=== Section Start ===
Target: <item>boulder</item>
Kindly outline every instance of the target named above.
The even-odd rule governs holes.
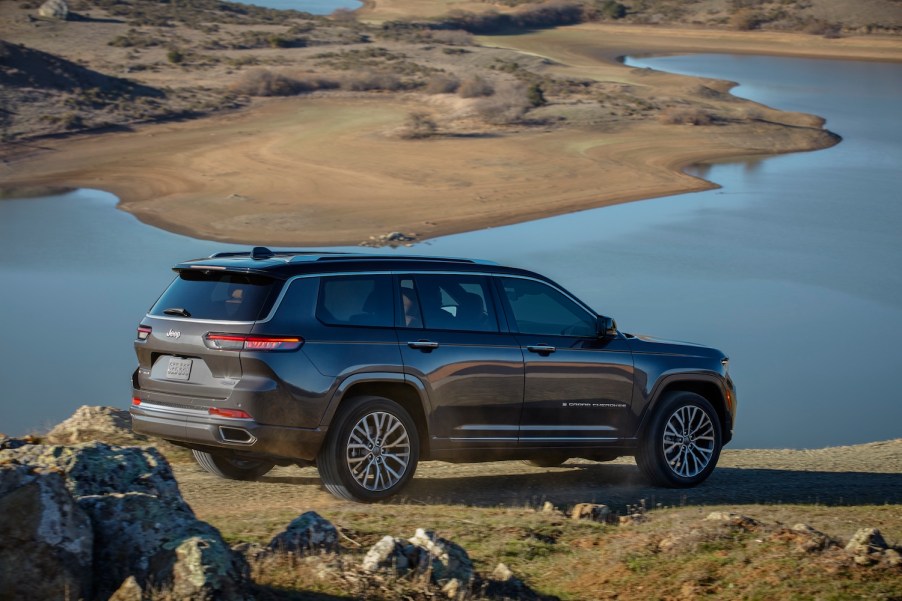
[[[45,19],[65,21],[69,18],[69,5],[66,0],[47,0],[38,8],[38,15]]]
[[[148,438],[132,432],[128,411],[115,407],[82,405],[72,417],[55,426],[46,436],[51,444],[106,442],[118,445],[147,444]]]
[[[247,564],[195,517],[156,449],[25,445],[0,450],[4,466],[56,474],[90,520],[95,598],[153,598],[147,591],[179,599],[244,597]]]
[[[607,505],[596,505],[595,503],[577,503],[570,512],[570,518],[574,520],[607,522],[611,519],[611,508]]]
[[[301,514],[273,537],[267,545],[271,551],[310,555],[335,553],[339,550],[338,530],[332,522],[315,511]]]
[[[87,599],[93,531],[60,474],[0,466],[0,596]]]
[[[852,555],[855,563],[862,566],[879,563],[888,549],[889,545],[876,528],[861,528],[846,545],[846,552]]]

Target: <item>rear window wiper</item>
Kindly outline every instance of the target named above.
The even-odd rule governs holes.
[[[191,317],[191,314],[188,313],[187,309],[182,309],[181,307],[171,307],[169,309],[164,309],[163,313],[166,315],[181,315],[182,317]]]

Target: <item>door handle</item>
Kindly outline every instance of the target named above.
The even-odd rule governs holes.
[[[531,344],[526,347],[530,353],[539,353],[540,355],[549,355],[556,351],[557,349],[553,346],[548,346],[547,344]]]
[[[431,351],[432,349],[438,348],[438,342],[432,342],[431,340],[414,340],[408,342],[407,346],[420,349],[421,351]]]

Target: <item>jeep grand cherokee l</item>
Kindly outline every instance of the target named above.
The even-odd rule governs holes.
[[[723,353],[620,332],[530,271],[262,247],[173,269],[138,326],[133,428],[221,477],[315,464],[376,501],[420,460],[635,455],[683,487],[732,437]]]

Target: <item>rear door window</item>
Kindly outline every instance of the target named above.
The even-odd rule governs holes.
[[[185,269],[150,309],[160,317],[255,321],[269,313],[282,282],[246,273]]]
[[[316,317],[324,324],[333,326],[392,327],[395,314],[392,308],[391,277],[323,277],[316,304]]]
[[[482,276],[418,274],[400,283],[406,327],[498,331],[488,281]]]

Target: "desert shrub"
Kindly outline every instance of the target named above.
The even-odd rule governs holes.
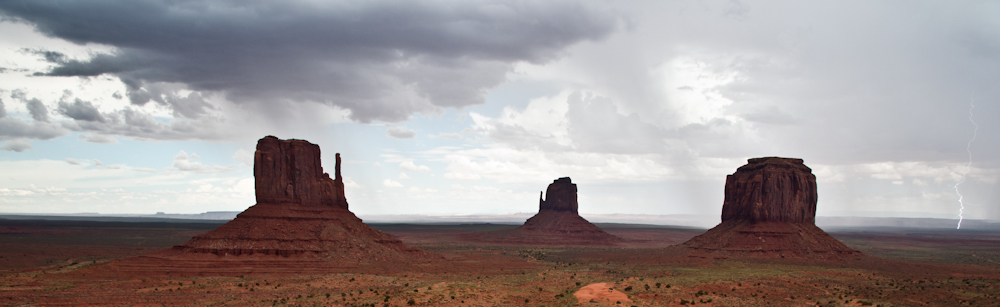
[[[625,287],[625,291],[632,291],[632,286]]]
[[[407,304],[407,305],[410,305],[410,306],[413,306],[413,305],[416,305],[416,304],[417,304],[417,301],[414,301],[414,300],[413,300],[413,299],[411,298],[410,300],[406,301],[406,304]]]

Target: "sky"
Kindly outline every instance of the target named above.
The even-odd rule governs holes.
[[[3,0],[0,102],[0,213],[241,211],[274,135],[362,216],[718,215],[781,156],[820,216],[1000,219],[996,1]]]

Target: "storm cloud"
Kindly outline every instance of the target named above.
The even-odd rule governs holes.
[[[116,47],[85,60],[40,53],[43,75],[112,74],[134,104],[157,83],[238,103],[311,101],[360,122],[483,103],[518,62],[544,63],[621,23],[578,1],[5,1],[0,12],[77,44]],[[159,102],[159,101],[158,101]],[[206,106],[171,104],[194,118]]]

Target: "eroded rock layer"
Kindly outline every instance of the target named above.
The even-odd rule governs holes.
[[[802,159],[749,159],[726,177],[722,221],[815,223],[816,200],[816,176]]]
[[[319,146],[267,136],[254,154],[257,204],[172,249],[121,262],[145,270],[314,270],[401,265],[436,258],[375,230],[349,211],[337,154],[323,172]],[[291,268],[295,266],[297,268]]]
[[[552,181],[549,187],[545,189],[545,196],[547,199],[543,199],[541,195],[538,196],[538,212],[553,210],[567,211],[574,214],[578,213],[577,207],[579,207],[579,203],[576,199],[576,184],[569,177],[562,177]]]
[[[816,201],[816,176],[802,159],[749,159],[726,177],[722,223],[682,246],[717,257],[859,254],[816,227]]]
[[[260,139],[253,161],[257,203],[348,209],[339,153],[336,159],[335,178],[330,179],[330,174],[323,172],[319,145],[274,136]]]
=== Section End ===
## EXERCISE DESCRIPTION
Once the pictures are set aside, write out each record exactly.

## WRITTEN REPLY
Target: <item>boulder</item>
Kindly outline every instance of the target named above.
The even-odd rule governs holes.
[[[45,19],[65,21],[69,18],[69,5],[66,0],[47,0],[38,8],[38,15]]]
[[[148,438],[132,432],[128,411],[115,407],[82,405],[72,417],[55,426],[46,436],[51,444],[106,442],[118,445],[147,444]]]
[[[247,564],[195,517],[156,449],[25,445],[0,450],[4,466],[56,474],[90,520],[95,598],[153,598],[147,591],[179,599],[244,597]]]
[[[607,505],[596,505],[595,503],[577,503],[570,512],[570,518],[574,520],[607,522],[611,519],[611,508]]]
[[[301,514],[273,537],[267,545],[271,551],[310,555],[335,553],[339,550],[338,530],[332,522],[315,511]]]
[[[87,599],[93,531],[60,474],[0,466],[0,596]]]
[[[852,555],[855,563],[862,566],[879,563],[888,549],[889,545],[876,528],[861,528],[846,545],[846,552]]]

Target: <item>rear window wiper</item>
Kindly outline every instance of the target named above.
The even-odd rule governs holes.
[[[191,317],[191,314],[188,313],[187,309],[182,309],[181,307],[171,307],[169,309],[164,309],[163,313],[166,315],[181,315],[182,317]]]

Target: <item>door handle</item>
Kindly outline every instance of the target named above.
The even-odd rule governs holes.
[[[531,344],[526,347],[530,353],[539,353],[540,355],[549,355],[556,351],[557,349],[553,346],[548,346],[547,344]]]
[[[431,351],[432,349],[438,348],[438,342],[432,342],[431,340],[414,340],[408,342],[407,346],[420,349],[421,351]]]

Target: <item>jeep grand cherokee l</item>
Kindly outline every instance of the target named above.
The even-odd rule governs holes.
[[[723,353],[620,332],[530,271],[262,247],[173,269],[138,326],[133,428],[221,477],[315,464],[376,501],[420,460],[635,455],[683,487],[732,437]]]

Target: <item>rear door window</item>
Kindly outline every instance of the target named above.
The even-odd rule governs holes.
[[[185,269],[150,309],[160,317],[255,321],[269,313],[282,282],[246,273]]]
[[[316,317],[324,324],[333,326],[392,327],[395,314],[392,308],[391,277],[323,277],[316,304]]]
[[[482,276],[418,274],[400,283],[406,327],[498,331],[488,281]]]

Target: "desert shrub"
Kindly outline every instance of the target named above.
The even-odd rule governs holes.
[[[625,287],[625,291],[632,291],[632,286]]]
[[[407,304],[407,305],[410,305],[410,306],[413,306],[413,305],[416,305],[416,304],[417,304],[417,301],[414,301],[414,300],[413,300],[413,299],[411,298],[410,300],[406,301],[406,304]]]

Target: "sky"
Kindly outline every instance of the target named above.
The even-odd rule governs holes.
[[[3,0],[0,102],[0,213],[241,211],[274,135],[362,216],[718,215],[781,156],[820,216],[1000,219],[996,1]]]

Target: "storm cloud"
Kindly outline every instance of the target named above.
The even-odd rule governs holes.
[[[116,47],[85,60],[40,53],[43,75],[112,74],[134,104],[157,83],[238,103],[311,101],[360,122],[483,103],[518,62],[544,63],[621,23],[578,1],[5,1],[0,12],[77,44]],[[159,102],[159,101],[158,101]],[[206,106],[171,104],[194,118]]]

Target: "eroded rock layer"
Kindly outline every instance of the target named above.
The even-odd rule governs holes.
[[[802,159],[749,159],[726,177],[722,221],[815,223],[816,200],[816,176]]]
[[[319,146],[267,136],[254,154],[257,204],[172,249],[121,262],[145,270],[314,270],[401,265],[436,258],[375,230],[349,211],[337,154],[323,172]],[[291,268],[295,266],[297,268]]]
[[[552,181],[549,187],[545,189],[545,196],[547,199],[543,199],[541,195],[538,196],[538,212],[553,210],[567,211],[574,214],[578,213],[577,207],[579,207],[579,203],[576,199],[576,184],[569,177],[562,177]]]
[[[816,201],[816,176],[802,159],[749,159],[726,177],[722,223],[682,246],[717,257],[859,254],[816,227]]]
[[[260,139],[253,161],[257,203],[348,209],[339,153],[336,159],[335,178],[330,179],[330,174],[323,172],[319,145],[274,136]]]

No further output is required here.